##### Potongan Dokumen #####

Pelemahan ekonomi Cina berisiko mempengaruhi perekonomian domestik pada tahun ini. Kondisi tersebut tengah menjadi perhatian Kementerian Keuangan dan Bank Indonesia.
Menteri Keuangan Sri Mulyani dalam paparan di depan Komisi XI DPR RI pada dua pekan lalu menyebut, pertumbuhan ekonomi Cina awal tahun ini lebih lemah daripada yang diharapkan usai pelonggaran kebijakan pembatasan Covid-19. Hal itu bahkan disebut sebagai salah satu downside risk atau pemberat kinerja ekonomi Indonesia tahun depan.
Hal serupa juga disinggung Gubernur BI Perry Warjiyo dalam keterangan terbarunya. Ia menyebut, perekonomian Cina ternyata pulih lebih lanbat dari perkiraannya karena dua faktor, yakni efek perang dagang dengan AS yang menghambat ekspor Cina serta dampak pelonggaran kebijakan Covid-19 tidak signifikan.
"Pada bulan-bulan sebelumnya, kami termasuk analisis dari kantor kami di Beijing meyakini bahwa pembukaan kembali restriksi mobilitas akan cepat mendorong pertumbuhan ekonominya. Namun, ternyata tidak sesuai yang diperkirakan," kata Perry, Kamis (22/6).
Ekonomi Cina tumbuh 4,5% secara tahunan pada kuartal pertama tahun ini. Namun, tanda-tanda pelemahan belakangan mulai terlihat dari indeks PMI Manufaktur yang terus turun dalam tiga bulan terakhir dengan mencatat indeks di bawah 50 alias terkontraksi dalam dua bulan terakhir. Merespons alaram perlambatan tersebut, bank sentral Cina telah memangkas suku bunga acuannya.
Dampak Ekonomi Cina ke Indonesia
Cina merupakan mitra dagang utama Indonesia. Sekitar seperempat dari nilai ekspor nonmigas Indonesia dikirim ke negara tersebut, menjadikannya negara tujuan utama barang-barang Indonesia.
Kepala Ekonom Bank Permata Josua Pardede melihat perlambatan ekonomi Cina akan berdampak ke Indonesia melalui jalur perdagangan. Ekspor Indonesia terancam turun jika permintaan dari Cina melemah seiring lesunya perekonomian.

##### Catatan Tersedia #####

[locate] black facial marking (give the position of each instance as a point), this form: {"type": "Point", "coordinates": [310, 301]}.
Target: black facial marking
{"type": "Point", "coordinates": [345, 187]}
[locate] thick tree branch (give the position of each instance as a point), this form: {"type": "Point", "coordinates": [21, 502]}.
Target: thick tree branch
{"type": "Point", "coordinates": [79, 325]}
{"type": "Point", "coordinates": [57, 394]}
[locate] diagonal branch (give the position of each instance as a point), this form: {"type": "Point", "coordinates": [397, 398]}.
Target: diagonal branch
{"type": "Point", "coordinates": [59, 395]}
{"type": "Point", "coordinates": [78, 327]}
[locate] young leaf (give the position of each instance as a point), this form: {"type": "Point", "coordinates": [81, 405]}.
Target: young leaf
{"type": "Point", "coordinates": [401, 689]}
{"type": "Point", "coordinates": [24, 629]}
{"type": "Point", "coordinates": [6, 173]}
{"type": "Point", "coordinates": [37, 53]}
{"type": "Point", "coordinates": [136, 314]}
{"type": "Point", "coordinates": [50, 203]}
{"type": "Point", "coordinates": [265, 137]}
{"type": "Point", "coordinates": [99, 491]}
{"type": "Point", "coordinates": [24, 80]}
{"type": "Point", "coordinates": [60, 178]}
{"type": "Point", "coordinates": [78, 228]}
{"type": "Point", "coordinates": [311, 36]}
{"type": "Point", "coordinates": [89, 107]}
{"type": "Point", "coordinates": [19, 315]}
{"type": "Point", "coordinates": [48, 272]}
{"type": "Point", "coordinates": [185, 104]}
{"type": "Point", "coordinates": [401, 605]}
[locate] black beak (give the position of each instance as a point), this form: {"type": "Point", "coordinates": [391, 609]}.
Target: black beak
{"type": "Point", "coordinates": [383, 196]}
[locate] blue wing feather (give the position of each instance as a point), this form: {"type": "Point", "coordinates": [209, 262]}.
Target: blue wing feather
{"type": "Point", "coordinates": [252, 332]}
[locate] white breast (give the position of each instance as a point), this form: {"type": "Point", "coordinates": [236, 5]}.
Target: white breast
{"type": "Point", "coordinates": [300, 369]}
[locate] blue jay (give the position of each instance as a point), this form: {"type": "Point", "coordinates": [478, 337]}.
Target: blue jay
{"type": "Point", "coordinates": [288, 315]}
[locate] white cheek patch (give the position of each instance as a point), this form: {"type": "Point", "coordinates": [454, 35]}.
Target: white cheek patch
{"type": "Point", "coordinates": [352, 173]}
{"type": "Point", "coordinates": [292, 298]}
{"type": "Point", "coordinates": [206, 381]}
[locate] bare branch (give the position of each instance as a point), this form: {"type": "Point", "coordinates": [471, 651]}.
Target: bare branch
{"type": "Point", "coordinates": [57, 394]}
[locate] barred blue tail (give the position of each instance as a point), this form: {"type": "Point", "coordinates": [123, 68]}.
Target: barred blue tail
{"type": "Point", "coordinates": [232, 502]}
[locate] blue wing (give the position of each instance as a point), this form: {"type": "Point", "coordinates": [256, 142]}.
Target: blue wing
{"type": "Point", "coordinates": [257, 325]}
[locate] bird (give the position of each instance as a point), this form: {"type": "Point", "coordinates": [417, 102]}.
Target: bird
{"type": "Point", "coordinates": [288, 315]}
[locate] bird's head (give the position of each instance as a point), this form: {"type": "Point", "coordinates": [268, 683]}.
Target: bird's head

#####

=== Perintah Kerja 1 ===
Menurut teks tentang perlambatan ekonomi Cina, berapa pertumbuhan tahunan ekonomi Cina pada kuartal pertama tahun ini?
=== Perintah Kerja 2 ===
Tuliskan lanjutan teks tentang perlambatan ekonomi Cina, dimulai setelah kalimat terakhirnya.
Catatan tersebut tidak digunakan sama sekali di sini.

=== Hasil 1 ===
Ekonomi Cina tumbuh 4,5% secara tahunan pada kuartal pertama tahun ini.

=== Hasil 2 ===
"Kami perkirakan perlambatan ekonomi Cina juga akan menekan harga komoditas global, dan ini juga mempengaruhi ekonomi Indonesia yang masih cukup banyak mengandalkan komoditas, terutama batu bars dan CPO," kata Josua dalam keterangannya, Jumat (23/6).
Ia juga telah membuat simulasi efek yang akan dirasakan Indonesua jika Cina melemah. Dari estimasinya, sensitivitas pertumbuhan ekonomi Cina terhadap Indonesia sebesar 0,39%. Artinya, perlambatan pertumbuhan ekonomi 1% di Cina akan berpengaruh terhadap perlambatan 0,39% di Indonesia.
Sensitivitas tersebut merupakan yang tertinggi jika dibandingkan dengan mitra dagang utama lainnya seperti Amerika Serikat.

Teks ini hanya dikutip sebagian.